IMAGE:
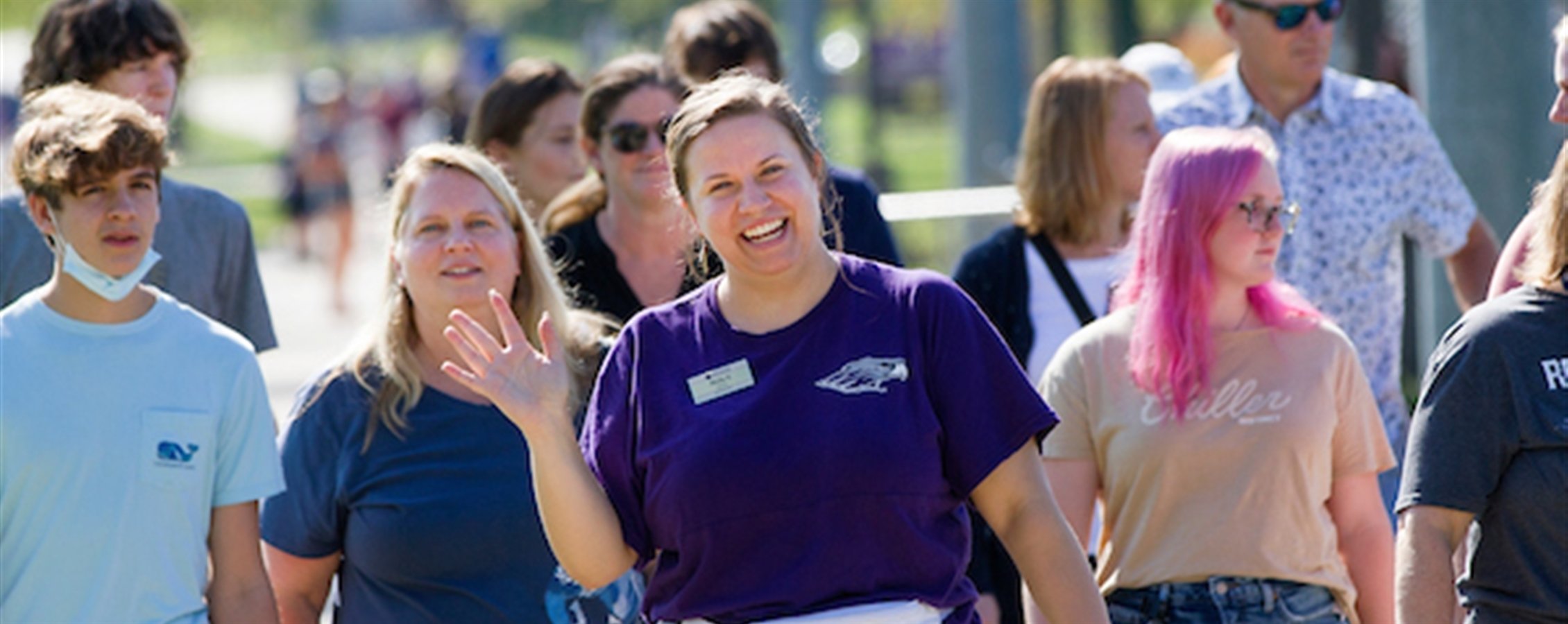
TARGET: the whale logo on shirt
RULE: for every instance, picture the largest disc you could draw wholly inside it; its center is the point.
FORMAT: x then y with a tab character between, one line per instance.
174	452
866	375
- - -
* [EXERCISE DETAILS]: Rewrite these rows, substituting "occurrence" for every "instance" and changing nothing else. Leave the pictures out of your answer.

* [EXPECTED ANSWER]:
IMAGE:
TARGET: the whale logo on shirt
RULE: for every occurrence, picture the largest disc you could draw wholly inside it; its center is the point.
FORMAT: x then y with a tab character between, one line per occurrence.
174	452
866	375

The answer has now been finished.